Exercise task — Print the complete set of entries exactly.

Records to use —
START

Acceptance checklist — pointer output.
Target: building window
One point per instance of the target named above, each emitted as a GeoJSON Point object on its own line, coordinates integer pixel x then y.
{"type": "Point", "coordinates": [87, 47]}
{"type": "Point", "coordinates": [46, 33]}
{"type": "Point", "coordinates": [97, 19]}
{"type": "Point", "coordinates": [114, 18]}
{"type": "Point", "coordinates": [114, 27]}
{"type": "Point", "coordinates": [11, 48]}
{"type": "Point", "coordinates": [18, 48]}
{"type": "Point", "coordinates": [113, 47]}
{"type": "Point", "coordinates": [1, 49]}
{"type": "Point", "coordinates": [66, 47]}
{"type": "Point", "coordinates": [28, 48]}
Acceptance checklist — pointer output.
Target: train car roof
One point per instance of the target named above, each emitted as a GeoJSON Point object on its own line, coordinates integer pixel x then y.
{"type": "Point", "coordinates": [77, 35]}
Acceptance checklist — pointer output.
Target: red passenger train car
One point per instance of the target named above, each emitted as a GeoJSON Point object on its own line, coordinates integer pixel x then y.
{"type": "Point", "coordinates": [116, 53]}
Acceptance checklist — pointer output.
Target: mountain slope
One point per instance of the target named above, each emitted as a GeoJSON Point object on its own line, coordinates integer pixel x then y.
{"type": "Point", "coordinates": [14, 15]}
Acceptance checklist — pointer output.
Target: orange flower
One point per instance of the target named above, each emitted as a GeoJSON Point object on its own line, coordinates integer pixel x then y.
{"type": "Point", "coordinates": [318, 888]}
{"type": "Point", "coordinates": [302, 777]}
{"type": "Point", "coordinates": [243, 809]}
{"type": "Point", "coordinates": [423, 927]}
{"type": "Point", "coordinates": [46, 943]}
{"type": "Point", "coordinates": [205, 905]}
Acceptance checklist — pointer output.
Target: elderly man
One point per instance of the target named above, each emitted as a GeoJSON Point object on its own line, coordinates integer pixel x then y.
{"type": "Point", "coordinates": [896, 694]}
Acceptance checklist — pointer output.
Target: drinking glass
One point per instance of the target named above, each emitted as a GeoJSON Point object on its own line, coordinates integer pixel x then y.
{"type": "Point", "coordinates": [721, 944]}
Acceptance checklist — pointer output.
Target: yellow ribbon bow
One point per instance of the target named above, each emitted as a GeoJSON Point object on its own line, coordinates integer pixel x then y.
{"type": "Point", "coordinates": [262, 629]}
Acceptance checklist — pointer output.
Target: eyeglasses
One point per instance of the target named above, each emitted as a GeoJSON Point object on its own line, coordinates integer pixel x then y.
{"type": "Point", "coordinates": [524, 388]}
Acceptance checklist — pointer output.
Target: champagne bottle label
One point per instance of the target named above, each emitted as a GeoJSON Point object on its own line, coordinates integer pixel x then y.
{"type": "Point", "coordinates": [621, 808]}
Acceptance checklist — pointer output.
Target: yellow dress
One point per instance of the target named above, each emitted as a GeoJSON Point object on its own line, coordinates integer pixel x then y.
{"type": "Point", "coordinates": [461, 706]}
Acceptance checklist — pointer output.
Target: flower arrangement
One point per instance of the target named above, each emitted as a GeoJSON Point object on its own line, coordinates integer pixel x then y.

END

Answer to this task —
Acceptance checklist — pointer output.
Target: building window
One point per instance of the target named above, each emitted as a GeoJSON Point object on its own line, coordinates integer pixel x then y.
{"type": "Point", "coordinates": [87, 47]}
{"type": "Point", "coordinates": [46, 33]}
{"type": "Point", "coordinates": [97, 19]}
{"type": "Point", "coordinates": [114, 18]}
{"type": "Point", "coordinates": [114, 27]}
{"type": "Point", "coordinates": [11, 48]}
{"type": "Point", "coordinates": [18, 48]}
{"type": "Point", "coordinates": [113, 47]}
{"type": "Point", "coordinates": [1, 49]}
{"type": "Point", "coordinates": [66, 47]}
{"type": "Point", "coordinates": [28, 48]}
Acceptance checklist — pointer output.
Target: train car roof
One point per instance of the target named above, each emitted as a GeoJSON Point object on its own line, coordinates integer pixel x then y.
{"type": "Point", "coordinates": [77, 35]}
Acceptance checklist — pointer output.
Target: red passenger train car
One point per instance of the target named above, each emitted as a GeoJSON Point object on its own line, coordinates integer pixel x then y.
{"type": "Point", "coordinates": [116, 53]}
Acceptance checklist — pointer output.
Target: mountain slope
One point per instance of the target named above, each emitted as a GeoJSON Point object on its own line, coordinates integer pixel x then y.
{"type": "Point", "coordinates": [14, 15]}
Acceptance checklist — pointer output.
Target: orange flower
One point per instance of the target named above, each emitted as a GeoJSON Point object on its own line, coordinates integer pixel x then y.
{"type": "Point", "coordinates": [318, 888]}
{"type": "Point", "coordinates": [302, 777]}
{"type": "Point", "coordinates": [243, 809]}
{"type": "Point", "coordinates": [423, 927]}
{"type": "Point", "coordinates": [46, 943]}
{"type": "Point", "coordinates": [205, 905]}
Acceptance checklist — pointer output.
Target: elderly man
One point per instance of the target named above, each emitted as a GeoJSON Point object on its own line, coordinates integer pixel x then y.
{"type": "Point", "coordinates": [896, 694]}
Acceptance checklist — pointer output.
Target: drinking glass
One point per instance of the target named above, each emitted as a GeoJSON Point object on its own line, coordinates integer pixel x then y.
{"type": "Point", "coordinates": [721, 944]}
Acceptance checklist — pointer output.
Target: yellow ribbon bow
One point per instance of the target named above, each emitted as a GeoJSON Point object on its own line, coordinates integer pixel x then y.
{"type": "Point", "coordinates": [262, 629]}
Acceptance checklist — pointer output.
Target: eyeglasses
One point per instance of the target named above, each emitted as a GeoJSON Point object on its own line, coordinates integer pixel x then y.
{"type": "Point", "coordinates": [524, 388]}
Acceptance checklist — pointer output.
Target: champagne bottle label
One point per instance of the target named above, each emitted as a GeoJSON Point object on its own line, coordinates integer pixel x then y.
{"type": "Point", "coordinates": [621, 808]}
Acceptance checklist — pointer output.
Target: yellow dress
One point per instance of the target named above, each emitted as a GeoJSON Point object on its own line, coordinates integer pixel x then y.
{"type": "Point", "coordinates": [461, 706]}
Acceptance checklist — pointer output.
Target: flower arrangement
One point per instance of the target named above, each emitted as a GeoJSON Point object on its own line, coordinates integer pixel x then y.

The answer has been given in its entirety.